(WHAT IS REQUIRED) From the items below, keep only the lines that contain the string "window" and copy each one out. Matches must have the same uppercase and lowercase letters.
++++
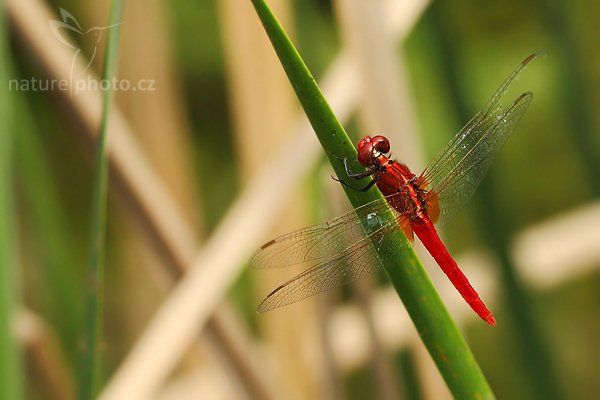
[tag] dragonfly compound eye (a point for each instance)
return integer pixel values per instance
(365, 151)
(381, 144)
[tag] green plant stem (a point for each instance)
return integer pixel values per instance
(90, 378)
(437, 330)
(11, 383)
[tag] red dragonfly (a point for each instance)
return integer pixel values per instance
(340, 251)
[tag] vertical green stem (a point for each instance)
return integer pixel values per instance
(90, 378)
(437, 330)
(10, 359)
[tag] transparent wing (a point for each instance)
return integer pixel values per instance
(325, 241)
(353, 263)
(459, 168)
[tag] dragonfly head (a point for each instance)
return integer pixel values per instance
(369, 148)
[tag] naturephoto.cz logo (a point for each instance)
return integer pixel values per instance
(62, 31)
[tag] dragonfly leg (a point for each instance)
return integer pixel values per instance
(360, 189)
(355, 175)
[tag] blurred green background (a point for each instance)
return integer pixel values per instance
(192, 129)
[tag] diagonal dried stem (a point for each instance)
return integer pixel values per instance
(132, 175)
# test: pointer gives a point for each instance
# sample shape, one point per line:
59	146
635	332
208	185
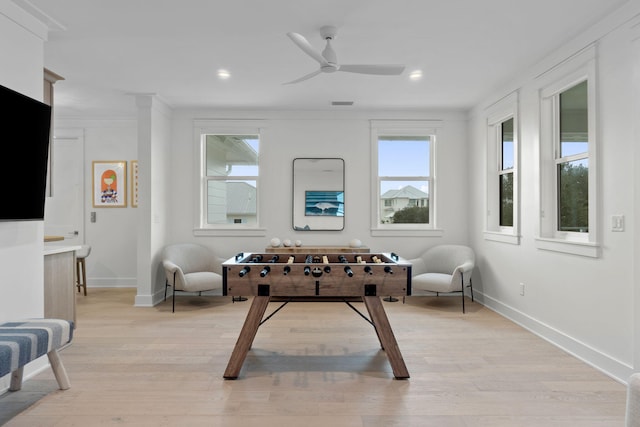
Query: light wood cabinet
59	283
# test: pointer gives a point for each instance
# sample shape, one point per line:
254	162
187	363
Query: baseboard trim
611	367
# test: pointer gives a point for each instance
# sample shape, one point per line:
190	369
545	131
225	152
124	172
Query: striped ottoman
26	340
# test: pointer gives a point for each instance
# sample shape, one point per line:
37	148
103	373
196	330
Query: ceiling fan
329	62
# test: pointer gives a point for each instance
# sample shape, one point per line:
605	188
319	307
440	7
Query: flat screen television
24	150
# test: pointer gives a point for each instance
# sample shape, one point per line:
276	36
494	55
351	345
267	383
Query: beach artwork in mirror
318	194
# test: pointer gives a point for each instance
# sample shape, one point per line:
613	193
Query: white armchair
444	269
191	268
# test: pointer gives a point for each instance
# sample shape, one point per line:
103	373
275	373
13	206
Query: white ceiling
108	50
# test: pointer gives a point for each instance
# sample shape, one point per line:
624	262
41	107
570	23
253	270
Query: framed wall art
109	184
134	183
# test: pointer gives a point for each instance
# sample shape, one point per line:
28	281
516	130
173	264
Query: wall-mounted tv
24	148
324	203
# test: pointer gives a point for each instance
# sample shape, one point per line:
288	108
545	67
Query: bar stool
81	268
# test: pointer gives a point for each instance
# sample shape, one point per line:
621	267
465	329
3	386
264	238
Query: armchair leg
173	300
462	279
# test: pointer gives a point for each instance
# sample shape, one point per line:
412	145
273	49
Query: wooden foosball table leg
385	335
247	334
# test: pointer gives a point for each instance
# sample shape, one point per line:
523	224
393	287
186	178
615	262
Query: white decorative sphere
355	243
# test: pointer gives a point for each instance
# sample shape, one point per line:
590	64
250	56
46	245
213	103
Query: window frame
581	67
223	127
409	128
497	114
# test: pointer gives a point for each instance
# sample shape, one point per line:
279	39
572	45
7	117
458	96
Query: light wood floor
312	364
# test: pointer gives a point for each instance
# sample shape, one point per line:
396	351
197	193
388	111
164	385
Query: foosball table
337	276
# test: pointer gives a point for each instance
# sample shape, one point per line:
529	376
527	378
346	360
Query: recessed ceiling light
415	75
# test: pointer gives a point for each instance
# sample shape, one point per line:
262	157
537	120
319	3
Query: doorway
64	208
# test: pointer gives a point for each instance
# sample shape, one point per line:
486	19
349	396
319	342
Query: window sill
497	236
405	232
230	232
587	249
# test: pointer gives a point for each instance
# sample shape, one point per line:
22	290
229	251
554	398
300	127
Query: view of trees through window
231	175
572	160
404	179
506	173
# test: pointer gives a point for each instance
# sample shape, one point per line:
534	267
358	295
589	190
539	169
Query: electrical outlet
617	222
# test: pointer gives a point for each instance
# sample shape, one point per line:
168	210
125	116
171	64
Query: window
403	162
502	172
506	173
572	160
568	197
229	178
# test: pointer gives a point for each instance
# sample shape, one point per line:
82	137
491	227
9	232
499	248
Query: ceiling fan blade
383	70
303	78
303	44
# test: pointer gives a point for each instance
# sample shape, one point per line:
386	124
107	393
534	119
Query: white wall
21	243
288	135
585	305
113	237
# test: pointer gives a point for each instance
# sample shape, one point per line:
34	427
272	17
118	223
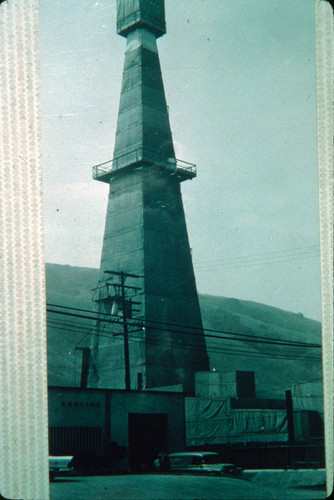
++++
(WRITTEN SOLUTION)
Query: window frame
Query: window sill
Query: view of trees through window
Query: window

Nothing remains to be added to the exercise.